◆ Written exercise ◆
Count the lines in the records below that contain the string "eyeglass". Reply with the number alone.
--- START OF Input rows ---
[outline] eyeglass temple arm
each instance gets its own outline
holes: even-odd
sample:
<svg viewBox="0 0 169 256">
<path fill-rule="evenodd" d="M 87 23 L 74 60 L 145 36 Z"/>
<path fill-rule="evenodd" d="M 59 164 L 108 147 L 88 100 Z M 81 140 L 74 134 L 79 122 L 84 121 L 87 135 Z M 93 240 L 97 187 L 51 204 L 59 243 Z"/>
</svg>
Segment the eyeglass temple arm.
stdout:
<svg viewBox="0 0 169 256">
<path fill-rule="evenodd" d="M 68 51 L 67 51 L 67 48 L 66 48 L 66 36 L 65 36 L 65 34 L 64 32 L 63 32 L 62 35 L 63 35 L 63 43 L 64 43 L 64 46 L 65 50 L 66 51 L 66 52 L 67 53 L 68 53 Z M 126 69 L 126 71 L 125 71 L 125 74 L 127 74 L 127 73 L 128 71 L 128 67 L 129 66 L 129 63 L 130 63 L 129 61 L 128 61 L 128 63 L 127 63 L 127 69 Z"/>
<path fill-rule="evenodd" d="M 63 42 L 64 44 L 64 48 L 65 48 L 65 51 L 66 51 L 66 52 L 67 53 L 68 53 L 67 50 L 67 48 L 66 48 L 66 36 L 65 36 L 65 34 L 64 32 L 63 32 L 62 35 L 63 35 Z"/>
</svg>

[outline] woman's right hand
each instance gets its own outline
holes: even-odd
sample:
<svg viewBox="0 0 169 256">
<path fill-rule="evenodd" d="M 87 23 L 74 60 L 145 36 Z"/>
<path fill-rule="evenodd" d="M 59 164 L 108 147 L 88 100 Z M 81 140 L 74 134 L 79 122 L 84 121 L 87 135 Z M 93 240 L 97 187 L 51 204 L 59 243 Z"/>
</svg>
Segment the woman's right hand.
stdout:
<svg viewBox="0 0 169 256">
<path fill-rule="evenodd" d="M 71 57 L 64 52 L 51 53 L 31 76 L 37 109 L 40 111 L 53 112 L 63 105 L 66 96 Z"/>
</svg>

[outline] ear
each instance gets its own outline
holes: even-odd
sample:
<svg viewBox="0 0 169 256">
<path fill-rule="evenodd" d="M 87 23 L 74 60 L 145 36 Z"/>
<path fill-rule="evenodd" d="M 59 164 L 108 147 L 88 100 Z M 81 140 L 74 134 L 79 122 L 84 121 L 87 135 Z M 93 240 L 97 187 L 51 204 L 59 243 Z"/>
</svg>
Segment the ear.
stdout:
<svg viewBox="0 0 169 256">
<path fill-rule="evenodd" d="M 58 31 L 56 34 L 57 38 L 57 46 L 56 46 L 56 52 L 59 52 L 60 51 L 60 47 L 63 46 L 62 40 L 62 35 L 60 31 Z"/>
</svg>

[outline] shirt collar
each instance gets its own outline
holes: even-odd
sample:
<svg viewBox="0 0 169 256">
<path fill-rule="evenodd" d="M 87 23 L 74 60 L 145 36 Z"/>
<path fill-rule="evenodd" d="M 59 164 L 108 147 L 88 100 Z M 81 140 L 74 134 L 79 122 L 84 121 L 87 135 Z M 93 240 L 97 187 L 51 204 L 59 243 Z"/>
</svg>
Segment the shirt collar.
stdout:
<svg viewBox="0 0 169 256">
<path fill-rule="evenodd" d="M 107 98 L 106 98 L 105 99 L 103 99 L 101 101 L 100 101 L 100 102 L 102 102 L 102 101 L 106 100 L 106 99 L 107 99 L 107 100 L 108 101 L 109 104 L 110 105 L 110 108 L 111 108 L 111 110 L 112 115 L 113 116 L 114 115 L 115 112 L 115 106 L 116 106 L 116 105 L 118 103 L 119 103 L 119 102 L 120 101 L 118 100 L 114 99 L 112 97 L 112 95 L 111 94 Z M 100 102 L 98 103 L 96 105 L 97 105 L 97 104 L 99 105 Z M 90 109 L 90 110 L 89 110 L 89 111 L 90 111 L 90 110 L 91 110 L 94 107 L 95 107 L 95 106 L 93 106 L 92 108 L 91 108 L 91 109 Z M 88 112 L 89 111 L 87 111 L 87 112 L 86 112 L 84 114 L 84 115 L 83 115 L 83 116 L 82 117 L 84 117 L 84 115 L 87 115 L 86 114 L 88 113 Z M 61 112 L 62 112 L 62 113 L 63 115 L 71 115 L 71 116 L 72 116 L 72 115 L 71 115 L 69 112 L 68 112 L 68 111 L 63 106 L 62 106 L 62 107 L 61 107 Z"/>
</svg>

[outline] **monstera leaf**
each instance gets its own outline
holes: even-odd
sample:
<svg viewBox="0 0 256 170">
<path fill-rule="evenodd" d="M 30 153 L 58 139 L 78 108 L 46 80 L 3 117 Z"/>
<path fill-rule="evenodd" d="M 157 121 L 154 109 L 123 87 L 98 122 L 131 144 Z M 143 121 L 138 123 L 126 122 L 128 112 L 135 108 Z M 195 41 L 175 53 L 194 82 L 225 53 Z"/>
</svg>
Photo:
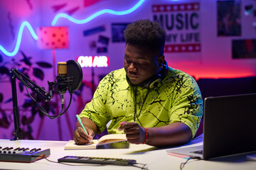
--- END OF Input rows ---
◆ Output of the exercise ◆
2